According to the text below about The Rhapsody Tapes, what position did the album reach on the ARIA Albums Chart in its first week of release?

Quoted text:
▼
Studio album by Ocean Grove
- Released: 3 February 2017
- Recorded: 2016
- Genre: Nu metal
- Length: 37:20
- Label: UNFD
- Producer: Sam Bassal, Running Touch

Ocean Grove chronology
| Black Label (2015) | ''The Rhapsody Tapes'' (2017) | Flip Phone Fantasy (2020) |

Singles from The Rhapsody Tapes
- "These Boys Light Fires" Released: 1 December 2016; "Intimate Alien" Released: 21 December 2016; "Thunderdome" Released: 13 March 2017;

= The Rhapsody Tapes =

The Rhapsody Tapes is the debut studio album by Australian nu metal band Ocean Grove. it was released on 3 February 2017 through UNFD Records. Their first single "These Boys Light Fires" was released on 1 December 2016. followed by another single "Intimate Alien" which was released on 21 December 2016 along with the music video for the single and the pre-order for the album. The album reached #5 on the ARIA Albums Chart in its first week of release, and was selected as a "Feature Album" by Australian radio station Triple J almost two weeks ahead of the album's release.
▲
Record list:
▼
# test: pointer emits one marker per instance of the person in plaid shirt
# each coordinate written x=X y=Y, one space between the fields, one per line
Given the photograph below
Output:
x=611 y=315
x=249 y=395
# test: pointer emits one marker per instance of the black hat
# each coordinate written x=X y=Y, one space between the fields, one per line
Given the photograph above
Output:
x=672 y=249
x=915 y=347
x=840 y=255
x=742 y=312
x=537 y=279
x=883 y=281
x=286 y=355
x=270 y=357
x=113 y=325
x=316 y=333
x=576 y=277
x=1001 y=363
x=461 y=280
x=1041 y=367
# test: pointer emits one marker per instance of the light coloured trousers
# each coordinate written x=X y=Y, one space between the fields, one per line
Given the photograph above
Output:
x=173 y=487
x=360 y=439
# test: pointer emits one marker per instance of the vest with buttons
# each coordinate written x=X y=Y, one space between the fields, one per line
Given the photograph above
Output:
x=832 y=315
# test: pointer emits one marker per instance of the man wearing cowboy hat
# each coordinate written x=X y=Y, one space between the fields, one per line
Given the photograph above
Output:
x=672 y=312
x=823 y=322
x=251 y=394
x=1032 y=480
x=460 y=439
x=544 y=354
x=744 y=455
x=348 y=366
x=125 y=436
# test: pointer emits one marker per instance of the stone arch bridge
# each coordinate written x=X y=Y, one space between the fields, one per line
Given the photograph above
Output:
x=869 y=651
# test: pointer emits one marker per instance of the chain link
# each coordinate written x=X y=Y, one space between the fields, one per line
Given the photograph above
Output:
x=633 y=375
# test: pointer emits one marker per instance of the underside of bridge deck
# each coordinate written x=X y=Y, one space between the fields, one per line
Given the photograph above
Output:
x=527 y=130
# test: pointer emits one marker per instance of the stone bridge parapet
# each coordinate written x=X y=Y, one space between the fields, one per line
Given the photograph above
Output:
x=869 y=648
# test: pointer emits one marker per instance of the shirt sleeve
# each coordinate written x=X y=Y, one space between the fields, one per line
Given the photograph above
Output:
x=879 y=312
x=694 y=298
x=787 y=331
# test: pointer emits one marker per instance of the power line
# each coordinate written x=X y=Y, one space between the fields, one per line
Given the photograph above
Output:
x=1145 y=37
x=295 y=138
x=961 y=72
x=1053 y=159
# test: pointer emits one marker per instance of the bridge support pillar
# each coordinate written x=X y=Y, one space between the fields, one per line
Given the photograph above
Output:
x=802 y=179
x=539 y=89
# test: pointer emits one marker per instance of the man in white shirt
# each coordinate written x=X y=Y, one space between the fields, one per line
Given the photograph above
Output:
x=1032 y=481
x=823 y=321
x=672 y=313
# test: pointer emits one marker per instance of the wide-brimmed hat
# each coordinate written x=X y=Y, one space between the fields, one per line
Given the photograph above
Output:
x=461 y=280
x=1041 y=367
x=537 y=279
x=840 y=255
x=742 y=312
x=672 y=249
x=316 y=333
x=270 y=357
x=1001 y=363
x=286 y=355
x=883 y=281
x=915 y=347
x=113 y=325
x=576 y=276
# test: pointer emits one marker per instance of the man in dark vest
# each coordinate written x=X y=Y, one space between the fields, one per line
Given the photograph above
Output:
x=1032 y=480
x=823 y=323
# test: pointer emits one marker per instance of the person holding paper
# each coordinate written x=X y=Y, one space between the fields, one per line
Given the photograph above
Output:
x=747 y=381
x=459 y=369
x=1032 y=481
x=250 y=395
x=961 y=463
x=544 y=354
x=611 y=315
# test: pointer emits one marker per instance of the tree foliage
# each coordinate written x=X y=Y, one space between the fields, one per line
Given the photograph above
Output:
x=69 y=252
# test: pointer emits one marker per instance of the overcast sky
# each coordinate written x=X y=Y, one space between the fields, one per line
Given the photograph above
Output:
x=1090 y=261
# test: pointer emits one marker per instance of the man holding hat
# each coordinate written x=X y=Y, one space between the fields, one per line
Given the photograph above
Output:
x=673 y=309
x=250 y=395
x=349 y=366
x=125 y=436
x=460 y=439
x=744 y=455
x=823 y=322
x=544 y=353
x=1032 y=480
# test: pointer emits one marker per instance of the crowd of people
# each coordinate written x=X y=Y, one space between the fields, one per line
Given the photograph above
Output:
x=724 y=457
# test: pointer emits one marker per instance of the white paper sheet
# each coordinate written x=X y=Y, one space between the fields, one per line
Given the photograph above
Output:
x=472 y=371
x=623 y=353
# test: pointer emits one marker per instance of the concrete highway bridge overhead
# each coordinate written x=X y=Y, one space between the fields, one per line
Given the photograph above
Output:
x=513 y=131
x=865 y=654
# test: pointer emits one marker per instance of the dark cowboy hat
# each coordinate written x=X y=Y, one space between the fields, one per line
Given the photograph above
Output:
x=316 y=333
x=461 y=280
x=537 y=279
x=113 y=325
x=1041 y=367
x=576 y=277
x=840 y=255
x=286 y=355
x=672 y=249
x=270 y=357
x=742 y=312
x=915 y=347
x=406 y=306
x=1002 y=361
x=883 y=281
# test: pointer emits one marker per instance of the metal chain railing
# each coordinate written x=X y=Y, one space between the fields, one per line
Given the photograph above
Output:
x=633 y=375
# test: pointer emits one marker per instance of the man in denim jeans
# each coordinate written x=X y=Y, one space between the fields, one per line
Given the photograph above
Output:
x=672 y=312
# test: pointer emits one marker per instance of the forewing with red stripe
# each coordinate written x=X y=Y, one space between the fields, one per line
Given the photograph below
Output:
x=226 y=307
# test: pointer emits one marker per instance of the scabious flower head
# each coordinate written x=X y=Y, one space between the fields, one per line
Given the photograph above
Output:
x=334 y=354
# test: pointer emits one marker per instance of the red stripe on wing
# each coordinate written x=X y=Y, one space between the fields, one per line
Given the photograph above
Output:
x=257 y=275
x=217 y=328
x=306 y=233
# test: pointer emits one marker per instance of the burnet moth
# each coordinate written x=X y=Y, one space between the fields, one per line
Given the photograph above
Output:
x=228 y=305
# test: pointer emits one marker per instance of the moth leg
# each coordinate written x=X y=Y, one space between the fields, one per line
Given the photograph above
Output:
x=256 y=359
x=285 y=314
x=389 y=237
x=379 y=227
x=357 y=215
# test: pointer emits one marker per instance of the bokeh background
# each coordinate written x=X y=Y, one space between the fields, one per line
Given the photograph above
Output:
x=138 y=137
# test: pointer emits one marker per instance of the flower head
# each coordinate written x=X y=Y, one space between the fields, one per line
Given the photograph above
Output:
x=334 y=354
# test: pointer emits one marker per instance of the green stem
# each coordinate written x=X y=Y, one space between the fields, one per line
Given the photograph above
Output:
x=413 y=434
▲
Answer for the task:
It reached #5.